▸ DATASET EXTRACT

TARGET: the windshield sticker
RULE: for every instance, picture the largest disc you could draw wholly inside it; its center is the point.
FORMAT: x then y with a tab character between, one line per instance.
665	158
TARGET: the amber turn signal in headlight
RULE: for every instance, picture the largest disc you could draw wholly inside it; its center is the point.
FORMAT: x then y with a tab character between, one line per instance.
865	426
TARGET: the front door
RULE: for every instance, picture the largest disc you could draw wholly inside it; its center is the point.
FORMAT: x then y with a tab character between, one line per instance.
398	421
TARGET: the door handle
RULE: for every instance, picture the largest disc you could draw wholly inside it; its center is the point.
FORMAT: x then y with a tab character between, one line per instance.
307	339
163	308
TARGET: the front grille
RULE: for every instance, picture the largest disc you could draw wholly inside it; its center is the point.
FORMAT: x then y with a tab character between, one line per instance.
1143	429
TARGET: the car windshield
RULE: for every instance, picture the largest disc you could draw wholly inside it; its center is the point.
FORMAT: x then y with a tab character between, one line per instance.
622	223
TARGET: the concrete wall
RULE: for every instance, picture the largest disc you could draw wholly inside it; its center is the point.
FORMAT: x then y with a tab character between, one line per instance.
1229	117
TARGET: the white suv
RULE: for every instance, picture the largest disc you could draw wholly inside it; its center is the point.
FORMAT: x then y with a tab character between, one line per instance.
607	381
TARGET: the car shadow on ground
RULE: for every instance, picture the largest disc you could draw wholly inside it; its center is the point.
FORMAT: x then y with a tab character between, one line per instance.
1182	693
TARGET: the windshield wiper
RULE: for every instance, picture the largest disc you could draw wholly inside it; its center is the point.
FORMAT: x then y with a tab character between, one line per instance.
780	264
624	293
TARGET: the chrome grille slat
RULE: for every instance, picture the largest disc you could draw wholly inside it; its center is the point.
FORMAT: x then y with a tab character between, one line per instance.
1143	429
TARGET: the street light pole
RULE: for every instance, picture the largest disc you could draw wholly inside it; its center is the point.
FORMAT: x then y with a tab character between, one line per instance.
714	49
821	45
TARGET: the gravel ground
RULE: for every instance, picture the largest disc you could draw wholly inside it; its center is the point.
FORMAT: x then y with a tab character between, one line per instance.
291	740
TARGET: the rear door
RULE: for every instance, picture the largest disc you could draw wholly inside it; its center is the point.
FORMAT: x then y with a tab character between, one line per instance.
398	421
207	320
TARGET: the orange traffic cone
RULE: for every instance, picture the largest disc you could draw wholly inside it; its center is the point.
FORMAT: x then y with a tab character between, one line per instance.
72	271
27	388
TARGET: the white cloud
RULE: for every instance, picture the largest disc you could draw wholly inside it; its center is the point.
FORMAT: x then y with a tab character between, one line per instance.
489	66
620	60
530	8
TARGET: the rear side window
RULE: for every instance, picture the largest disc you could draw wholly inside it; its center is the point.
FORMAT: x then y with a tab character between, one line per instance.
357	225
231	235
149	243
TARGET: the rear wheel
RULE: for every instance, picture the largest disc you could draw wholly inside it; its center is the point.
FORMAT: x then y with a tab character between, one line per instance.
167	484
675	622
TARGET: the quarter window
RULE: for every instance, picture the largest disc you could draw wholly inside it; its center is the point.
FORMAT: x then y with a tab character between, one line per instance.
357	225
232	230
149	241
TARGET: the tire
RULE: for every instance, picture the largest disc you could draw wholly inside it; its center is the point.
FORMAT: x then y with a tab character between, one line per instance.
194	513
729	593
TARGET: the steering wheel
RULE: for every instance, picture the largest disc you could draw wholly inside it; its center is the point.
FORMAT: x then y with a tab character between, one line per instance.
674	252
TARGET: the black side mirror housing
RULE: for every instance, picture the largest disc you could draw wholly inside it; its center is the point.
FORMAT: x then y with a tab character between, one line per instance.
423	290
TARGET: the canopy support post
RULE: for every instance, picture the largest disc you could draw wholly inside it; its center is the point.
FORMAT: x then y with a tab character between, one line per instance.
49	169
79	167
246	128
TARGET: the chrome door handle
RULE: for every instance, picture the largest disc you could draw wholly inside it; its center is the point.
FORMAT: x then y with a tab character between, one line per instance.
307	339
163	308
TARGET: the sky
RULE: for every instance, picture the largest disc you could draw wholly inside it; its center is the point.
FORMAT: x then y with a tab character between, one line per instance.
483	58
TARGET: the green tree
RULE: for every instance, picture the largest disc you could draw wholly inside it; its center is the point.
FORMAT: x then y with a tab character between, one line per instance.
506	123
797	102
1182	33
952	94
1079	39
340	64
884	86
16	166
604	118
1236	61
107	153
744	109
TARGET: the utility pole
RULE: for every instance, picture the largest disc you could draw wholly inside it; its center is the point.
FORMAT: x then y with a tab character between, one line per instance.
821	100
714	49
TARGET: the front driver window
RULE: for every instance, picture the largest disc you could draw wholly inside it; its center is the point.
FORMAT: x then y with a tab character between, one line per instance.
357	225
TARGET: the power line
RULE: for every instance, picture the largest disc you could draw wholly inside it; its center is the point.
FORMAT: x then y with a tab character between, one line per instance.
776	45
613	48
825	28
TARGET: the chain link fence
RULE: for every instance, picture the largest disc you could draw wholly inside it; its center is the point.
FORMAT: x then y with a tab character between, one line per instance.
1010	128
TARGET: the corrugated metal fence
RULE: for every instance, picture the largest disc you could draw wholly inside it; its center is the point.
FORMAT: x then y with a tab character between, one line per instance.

▸ STATED TASK
Copy every line from the one containing "TARGET: the power line" through the end of the items, shifting each point coordinate in the answers up by 84 and leaving all other text unchanged.

▸ TASK RESULT
TARGET: the power line
RULE: for every instance, picture the largest disc you could draw wholly inside it; its center is the point.
FORMAT: x then y with a tab character between, one line per instance.
860	129
697	132
909	112
TARGET: the chain link fence
RULE: for every instance, picture the largest disc you could draw wholly inside it; its center is the point.
FORMAT: x then y with a tab character between, one line per instance.
1094	212
TARGET: the corrugated metal fence
RULE: for every instance, picture the largest disc you could draw wholly inside it; its center is the point.
FORMAT: x then y with a tab character between, one line per instance.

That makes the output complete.